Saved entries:
┌──
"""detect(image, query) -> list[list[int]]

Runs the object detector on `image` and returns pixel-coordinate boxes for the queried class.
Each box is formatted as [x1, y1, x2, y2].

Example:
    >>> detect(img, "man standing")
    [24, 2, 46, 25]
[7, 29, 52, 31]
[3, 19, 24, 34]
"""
└──
Exercise prompt -
Every entry above needs to be copied exactly.

Response for this exercise -
"""detect(image, query) -> list[list[int]]

Runs the object detector on `image` and returns pixel-coordinate boxes for the queried class.
Each box is formatted as [x1, y1, x2, y2].

Example:
    >>> detect(img, "man standing")
    [24, 2, 46, 25]
[7, 29, 52, 31]
[3, 19, 24, 34]
"""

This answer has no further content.